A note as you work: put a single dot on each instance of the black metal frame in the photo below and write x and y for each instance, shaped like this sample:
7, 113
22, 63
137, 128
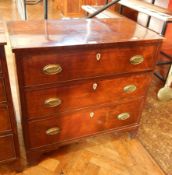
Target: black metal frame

========

Exercise directions: In the data above, how many lines contain the word "metal"? Write the number only.

Solution to the problem: 2